:: Source passage ::

The latest Advances in Microarray Technology (AMT) conference, held in conjunction with the Lab-on-a-Chip World Congress highlighted the movement of the fields from the research lab into diagnostics.
The conferences were held at the Herriot Watt University in Edinburgh last week and according to organisers Select Biosciences saw higher attendances than ever before with 425 attendees.
The content of the talks was striking and while many focussed on developing methodologies and techniques for research analysis, many were focussed on using those techniques in a diagnostic setting.
"A lot of companies are looking at microarrays as a platform for molecular diagnostics," said Ken Browne, managing director of Select Biosciences.
Dr Steven Bodovitz, of biotechnology and pharmaceutical strategy consulting company Bioperspectives, said the microarray market was currently estimated to be worth around $800m (€595m) and was currently seeing reasonable growth.
He highlighted applications such as aCGH (array-based comparative genomic hybridization) ChIP on chip (chromatin immunoprecipitation on microarray, SNP (single nucleotide polymorphism) profiling and miRNA profiling as important growth drivers.

:::
:: Information shown ::

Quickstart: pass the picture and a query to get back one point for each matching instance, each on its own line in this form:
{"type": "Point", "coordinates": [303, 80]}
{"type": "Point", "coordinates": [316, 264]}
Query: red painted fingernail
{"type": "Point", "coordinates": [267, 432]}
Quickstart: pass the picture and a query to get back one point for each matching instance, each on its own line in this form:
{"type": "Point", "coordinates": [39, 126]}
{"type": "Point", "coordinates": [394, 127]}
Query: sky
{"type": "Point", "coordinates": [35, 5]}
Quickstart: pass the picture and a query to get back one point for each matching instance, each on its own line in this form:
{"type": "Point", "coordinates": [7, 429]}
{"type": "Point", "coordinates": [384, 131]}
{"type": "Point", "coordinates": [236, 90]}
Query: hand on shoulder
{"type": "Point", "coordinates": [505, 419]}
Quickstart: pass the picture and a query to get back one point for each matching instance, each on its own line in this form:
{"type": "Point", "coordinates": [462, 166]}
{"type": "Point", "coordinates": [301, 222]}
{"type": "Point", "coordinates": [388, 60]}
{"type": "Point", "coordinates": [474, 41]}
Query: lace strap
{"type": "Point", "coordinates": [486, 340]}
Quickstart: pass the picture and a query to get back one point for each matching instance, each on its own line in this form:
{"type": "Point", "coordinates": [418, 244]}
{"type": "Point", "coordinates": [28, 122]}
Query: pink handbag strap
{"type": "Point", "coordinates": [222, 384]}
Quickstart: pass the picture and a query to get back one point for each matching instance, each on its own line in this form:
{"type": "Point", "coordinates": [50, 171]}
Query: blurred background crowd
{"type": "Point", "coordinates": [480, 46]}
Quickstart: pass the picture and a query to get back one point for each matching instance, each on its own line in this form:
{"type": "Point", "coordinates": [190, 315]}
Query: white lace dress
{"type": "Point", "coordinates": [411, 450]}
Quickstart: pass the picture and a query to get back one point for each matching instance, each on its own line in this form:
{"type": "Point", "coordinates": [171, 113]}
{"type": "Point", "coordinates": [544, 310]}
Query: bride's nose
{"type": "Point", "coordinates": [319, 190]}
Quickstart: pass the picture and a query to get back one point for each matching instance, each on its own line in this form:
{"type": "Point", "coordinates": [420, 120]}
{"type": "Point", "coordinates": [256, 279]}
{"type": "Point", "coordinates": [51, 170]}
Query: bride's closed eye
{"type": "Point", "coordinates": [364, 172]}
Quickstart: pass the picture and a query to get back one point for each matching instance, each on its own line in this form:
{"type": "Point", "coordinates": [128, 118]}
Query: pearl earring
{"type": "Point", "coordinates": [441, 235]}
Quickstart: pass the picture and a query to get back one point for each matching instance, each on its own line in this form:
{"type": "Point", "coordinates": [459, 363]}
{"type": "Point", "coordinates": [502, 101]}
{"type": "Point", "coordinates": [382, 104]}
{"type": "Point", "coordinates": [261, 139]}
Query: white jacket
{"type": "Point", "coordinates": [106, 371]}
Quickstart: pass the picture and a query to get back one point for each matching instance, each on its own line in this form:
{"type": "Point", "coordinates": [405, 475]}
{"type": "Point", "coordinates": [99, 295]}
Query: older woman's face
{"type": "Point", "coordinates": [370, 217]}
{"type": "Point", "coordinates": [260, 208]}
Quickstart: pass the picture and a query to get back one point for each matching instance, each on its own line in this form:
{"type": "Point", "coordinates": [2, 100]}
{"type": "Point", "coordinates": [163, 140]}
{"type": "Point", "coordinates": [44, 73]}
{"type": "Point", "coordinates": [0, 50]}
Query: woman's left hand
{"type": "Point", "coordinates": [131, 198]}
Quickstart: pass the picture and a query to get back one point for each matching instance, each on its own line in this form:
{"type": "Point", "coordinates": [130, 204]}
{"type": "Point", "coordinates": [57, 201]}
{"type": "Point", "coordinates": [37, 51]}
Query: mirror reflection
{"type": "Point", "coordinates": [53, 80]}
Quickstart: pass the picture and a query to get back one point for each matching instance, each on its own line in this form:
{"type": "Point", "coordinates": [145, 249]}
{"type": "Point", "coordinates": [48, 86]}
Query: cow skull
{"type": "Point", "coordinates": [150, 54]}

:::

> **Instructions**:
a) Switch "techniques" to "methods" as you write out everything in the microarray conference report from "The content of" down to "of Select Biosciences.".
b) Proceed with the microarray conference report, continuing from its last sentence.

> **Responses in order**:
a)
The content of the talks was striking and while many focussed on developing methodologies and methods for research analysis, many were focussed on using those methods in a diagnostic setting.
"A lot of companies are looking at microarrays as a platform for molecular diagnostics," said Ken Browne, managing director of Select Biosciences.

b)
"In the '80s there was lots of excitement in using microarrays to look for drug targets, which didn't really work with any regularity, but as the technology has matured more mature applications such as diagnostics have started to emerge," said Bodovitz.
Browne believes this parallels the industry's increased interest in diagnostics with Siemens, Philips and CombiMatrix making significant attempts to strengthen their presence in the sector.
Microarray-based diagnostic devices may not only be able to increase the speed of disease diagnosis, but may also be able to help track patents response to drugs in clinical trials and be used as tests to help in the push to personalise medicine.
The increasing interest in using microarrays in diagnostic devices (often in conjunction with microfluidic devices) may be ascribed to the increasingly consistent data generated by the arrays.
"Microarrays are now more heavily regulated in terms of the bioinformatics which has led to more credible results being generated than when people were doing their own thing and publishing results that were very difficult to reproduce," continued Browne.
Browne feels that running the two complimentary conferences together was a major selling point to exhibitors and attendees who often have interests in both fields.
This year the conference had in excess of 40 exhibitors, a number which has been growing at about 30 per cent a year since the conference's started three years ago.